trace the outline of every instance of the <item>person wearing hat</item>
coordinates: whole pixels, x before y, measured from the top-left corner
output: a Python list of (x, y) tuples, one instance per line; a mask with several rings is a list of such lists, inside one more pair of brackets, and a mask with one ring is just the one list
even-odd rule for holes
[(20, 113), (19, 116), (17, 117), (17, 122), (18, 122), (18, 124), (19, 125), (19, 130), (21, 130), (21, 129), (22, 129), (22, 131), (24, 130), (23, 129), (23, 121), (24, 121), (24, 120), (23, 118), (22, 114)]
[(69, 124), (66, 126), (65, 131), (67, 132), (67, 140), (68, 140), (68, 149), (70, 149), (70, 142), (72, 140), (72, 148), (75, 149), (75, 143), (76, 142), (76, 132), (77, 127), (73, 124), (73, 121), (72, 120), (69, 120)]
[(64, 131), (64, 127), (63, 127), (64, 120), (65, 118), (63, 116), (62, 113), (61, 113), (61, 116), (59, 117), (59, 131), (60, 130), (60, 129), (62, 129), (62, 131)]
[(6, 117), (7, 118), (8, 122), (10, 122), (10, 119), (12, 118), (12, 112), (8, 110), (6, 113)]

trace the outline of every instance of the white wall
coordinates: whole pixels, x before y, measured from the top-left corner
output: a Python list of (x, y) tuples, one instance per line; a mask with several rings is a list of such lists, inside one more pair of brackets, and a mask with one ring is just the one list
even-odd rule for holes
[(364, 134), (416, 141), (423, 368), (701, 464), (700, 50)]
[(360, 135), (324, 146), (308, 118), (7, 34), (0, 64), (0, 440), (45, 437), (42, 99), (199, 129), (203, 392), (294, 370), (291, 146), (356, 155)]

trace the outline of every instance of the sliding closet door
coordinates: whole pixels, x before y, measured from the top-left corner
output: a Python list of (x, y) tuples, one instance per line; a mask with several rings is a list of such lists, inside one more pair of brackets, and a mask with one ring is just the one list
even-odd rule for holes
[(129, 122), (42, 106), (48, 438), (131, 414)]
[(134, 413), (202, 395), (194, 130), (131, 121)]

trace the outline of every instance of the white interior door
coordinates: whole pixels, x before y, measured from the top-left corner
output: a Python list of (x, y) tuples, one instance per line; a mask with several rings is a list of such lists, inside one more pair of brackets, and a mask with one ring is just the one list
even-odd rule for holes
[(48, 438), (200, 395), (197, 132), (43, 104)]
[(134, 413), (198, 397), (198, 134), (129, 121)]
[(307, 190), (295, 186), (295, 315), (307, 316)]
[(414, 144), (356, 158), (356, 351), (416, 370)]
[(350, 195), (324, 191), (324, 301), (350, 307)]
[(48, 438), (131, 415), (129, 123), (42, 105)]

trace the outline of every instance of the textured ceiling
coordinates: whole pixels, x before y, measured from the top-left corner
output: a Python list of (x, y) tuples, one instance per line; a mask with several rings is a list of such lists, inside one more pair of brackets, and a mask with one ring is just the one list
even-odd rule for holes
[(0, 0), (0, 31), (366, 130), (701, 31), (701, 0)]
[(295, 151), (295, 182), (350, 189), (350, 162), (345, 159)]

Set task:
Return every line of the listing that contains the word "white". Case counts.

Output for this task:
trace the outline of every instance of the white wall
trace the outline of every instance of the white interior door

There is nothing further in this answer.